### Direction 1:
Report each line in the records below that contains the word "hand".

### Extracted text:
[ncl-talk] A useful tidbit about kmean clustering

Barry Lynn barry.h.lynn at gmail.com
Thu Jan 23 06:18:54 MST 2020


Hi Dennis:

This program (attached) first reduces the number of clusters, such that
there remains one cluster with 1 point or the minimum number of points (in
theory). One could try it on the data I provided in the last iteration in
the test_clustering.F program.

I then do a loop where I require that the minimum distance between clusters
is some arbitrary value. I think it works. Hence, I reduce the number of
clusters until they are "separate units" within.

Lastly, I call my version of the program in order to output the cluster
members (for later use).  This could be added to the ncl version, pretty
easily.

What you wrote it true, but this code (full of print statements, etc) seems
to the process that one would have to do by trial and error.

Barry

On Wed, Jan 22, 2020 at 6:49 PM Dennis Shea <shea at ucar.edu> wrote:

> re: "If anyone knows better how to specify the number of clusters, I would
> be glad to hear."
>
> As noted in the *kmeans_as136*
> <http://www.ncl.ucar.edu/Document/Functions/Built-in/kmeans_as136.shtml>
> documentation, this algorithm requires that the user specify the
> number of clusters a priori. NCL's examples are provided to illustrate
> that the implementation
> works correctly. However, NCL's focus is not statistics. Hence, the very
> limited [one] cluster
> function 'suite.'
>
> How to do specify the appropriate number of cluster?

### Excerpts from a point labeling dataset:
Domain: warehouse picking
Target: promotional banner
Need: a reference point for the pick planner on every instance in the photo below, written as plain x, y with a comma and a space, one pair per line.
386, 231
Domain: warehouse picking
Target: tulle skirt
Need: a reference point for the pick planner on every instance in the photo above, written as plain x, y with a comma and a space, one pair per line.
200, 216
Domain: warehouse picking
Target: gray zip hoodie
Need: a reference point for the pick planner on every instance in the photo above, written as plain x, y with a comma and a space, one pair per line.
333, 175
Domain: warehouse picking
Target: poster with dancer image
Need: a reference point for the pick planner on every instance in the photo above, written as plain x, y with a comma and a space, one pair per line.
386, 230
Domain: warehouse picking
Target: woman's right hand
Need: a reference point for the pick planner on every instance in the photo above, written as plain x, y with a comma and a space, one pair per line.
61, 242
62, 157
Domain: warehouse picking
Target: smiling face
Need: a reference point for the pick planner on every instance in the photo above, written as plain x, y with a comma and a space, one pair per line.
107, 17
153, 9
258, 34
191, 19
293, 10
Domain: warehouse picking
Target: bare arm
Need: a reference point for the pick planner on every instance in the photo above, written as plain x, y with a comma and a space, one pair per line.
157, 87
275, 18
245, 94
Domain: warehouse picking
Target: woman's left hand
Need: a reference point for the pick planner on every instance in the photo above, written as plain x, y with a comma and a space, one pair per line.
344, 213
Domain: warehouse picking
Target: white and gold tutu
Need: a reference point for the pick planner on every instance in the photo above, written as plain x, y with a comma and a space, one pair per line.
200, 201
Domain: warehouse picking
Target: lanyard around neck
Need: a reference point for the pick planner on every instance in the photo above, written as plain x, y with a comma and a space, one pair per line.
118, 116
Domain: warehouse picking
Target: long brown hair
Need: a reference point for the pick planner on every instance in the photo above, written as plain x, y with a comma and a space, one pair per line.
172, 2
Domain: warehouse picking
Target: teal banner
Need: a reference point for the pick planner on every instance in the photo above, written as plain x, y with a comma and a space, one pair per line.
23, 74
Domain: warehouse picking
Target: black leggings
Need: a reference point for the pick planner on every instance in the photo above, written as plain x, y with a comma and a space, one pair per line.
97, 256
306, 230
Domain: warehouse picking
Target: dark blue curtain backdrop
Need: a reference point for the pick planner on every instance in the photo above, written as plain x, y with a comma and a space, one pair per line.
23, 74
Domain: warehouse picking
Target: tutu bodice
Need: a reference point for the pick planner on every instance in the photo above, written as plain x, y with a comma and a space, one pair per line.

### Direction 2:
Print the stretch of the clustering email above from "I then do a" through "trial and error.".

### Correct output 1:
Target: woman's right hand
Target: woman's left hand

### Correct output 2:
I then do a loop where I require that the minimum distance between clusters
is some arbitrary value. I think it works. Hence, I reduce the number of
clusters until they are "separate units" within.

Lastly, I call my version of the program in order to output the cluster
members (for later use).  This could be added to the ncl version, pretty
easily.

What you wrote it true, but this code (full of print statements, etc) seems
to the process that one would have to do by trial and error.